## TASK INPUTS:
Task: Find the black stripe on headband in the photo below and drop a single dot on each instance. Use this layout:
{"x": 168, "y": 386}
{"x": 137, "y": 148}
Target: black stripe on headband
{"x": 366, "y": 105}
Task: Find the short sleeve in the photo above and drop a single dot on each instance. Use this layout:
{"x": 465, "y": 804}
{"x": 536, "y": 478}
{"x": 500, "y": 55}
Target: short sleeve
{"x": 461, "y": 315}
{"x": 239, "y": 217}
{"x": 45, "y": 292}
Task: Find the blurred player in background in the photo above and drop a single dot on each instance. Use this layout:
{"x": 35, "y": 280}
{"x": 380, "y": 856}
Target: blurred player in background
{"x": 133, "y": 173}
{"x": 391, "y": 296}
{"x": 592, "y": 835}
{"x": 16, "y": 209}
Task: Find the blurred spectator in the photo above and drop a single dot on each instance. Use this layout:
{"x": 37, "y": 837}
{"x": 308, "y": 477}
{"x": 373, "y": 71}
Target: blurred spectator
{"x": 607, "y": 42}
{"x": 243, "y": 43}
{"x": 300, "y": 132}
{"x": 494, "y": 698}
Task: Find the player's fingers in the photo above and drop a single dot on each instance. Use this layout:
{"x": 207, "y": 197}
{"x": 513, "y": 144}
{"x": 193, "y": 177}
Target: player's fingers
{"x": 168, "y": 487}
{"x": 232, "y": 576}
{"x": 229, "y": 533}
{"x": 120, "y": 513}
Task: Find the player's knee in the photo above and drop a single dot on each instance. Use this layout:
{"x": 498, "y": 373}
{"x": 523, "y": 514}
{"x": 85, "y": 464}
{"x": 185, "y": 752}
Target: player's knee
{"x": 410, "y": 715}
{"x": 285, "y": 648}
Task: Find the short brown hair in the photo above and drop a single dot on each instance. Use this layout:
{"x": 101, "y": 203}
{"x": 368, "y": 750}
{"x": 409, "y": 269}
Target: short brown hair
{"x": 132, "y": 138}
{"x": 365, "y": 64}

* * *

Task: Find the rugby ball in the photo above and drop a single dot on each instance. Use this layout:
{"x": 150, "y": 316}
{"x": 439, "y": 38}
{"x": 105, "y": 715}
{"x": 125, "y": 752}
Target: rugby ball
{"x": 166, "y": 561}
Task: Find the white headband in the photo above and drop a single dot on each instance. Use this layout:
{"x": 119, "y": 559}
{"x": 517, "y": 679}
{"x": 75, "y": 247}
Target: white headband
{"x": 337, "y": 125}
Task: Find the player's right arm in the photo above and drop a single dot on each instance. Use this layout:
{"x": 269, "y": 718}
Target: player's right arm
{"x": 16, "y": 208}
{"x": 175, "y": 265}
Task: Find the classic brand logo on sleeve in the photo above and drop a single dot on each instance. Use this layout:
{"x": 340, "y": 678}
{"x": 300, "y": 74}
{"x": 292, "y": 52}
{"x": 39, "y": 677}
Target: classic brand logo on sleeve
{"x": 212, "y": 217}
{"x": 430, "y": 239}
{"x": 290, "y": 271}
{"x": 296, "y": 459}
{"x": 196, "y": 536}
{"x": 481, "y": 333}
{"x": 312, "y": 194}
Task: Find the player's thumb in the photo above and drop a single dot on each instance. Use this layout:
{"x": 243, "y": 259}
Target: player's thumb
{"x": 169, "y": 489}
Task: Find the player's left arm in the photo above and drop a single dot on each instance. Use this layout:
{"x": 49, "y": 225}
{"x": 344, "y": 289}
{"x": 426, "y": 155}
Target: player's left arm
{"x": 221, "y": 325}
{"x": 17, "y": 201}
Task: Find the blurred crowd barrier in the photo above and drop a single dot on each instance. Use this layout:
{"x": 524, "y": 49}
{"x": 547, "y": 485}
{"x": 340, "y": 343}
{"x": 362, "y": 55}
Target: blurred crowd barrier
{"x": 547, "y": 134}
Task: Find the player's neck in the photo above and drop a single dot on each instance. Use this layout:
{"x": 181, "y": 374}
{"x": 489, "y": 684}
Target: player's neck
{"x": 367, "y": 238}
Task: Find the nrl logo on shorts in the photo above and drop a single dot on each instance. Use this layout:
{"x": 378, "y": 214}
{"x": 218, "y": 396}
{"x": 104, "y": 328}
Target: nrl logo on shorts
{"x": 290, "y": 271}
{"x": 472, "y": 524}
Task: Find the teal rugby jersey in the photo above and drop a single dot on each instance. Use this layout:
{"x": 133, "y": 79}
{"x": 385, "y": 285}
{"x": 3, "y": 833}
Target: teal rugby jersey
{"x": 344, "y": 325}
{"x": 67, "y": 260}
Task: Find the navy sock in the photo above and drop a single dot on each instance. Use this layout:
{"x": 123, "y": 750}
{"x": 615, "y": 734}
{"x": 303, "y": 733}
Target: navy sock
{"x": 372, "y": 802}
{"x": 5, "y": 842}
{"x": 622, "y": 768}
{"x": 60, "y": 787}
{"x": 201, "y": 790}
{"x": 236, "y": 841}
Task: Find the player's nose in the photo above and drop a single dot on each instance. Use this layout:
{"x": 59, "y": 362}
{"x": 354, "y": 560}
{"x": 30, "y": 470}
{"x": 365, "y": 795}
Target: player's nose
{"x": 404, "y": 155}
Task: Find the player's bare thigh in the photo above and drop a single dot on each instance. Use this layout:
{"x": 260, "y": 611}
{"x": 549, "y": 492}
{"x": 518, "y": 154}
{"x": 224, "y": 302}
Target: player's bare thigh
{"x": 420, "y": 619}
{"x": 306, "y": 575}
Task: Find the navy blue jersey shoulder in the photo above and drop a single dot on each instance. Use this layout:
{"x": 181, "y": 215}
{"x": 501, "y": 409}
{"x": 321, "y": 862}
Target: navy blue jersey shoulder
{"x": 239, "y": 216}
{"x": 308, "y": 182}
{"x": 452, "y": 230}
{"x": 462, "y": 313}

## STATED GOAL:
Count the lines in the data above that contain the string "rugby", treating uppercase and lowercase as distinct. Give only the number.

## FULL RESPONSE:
4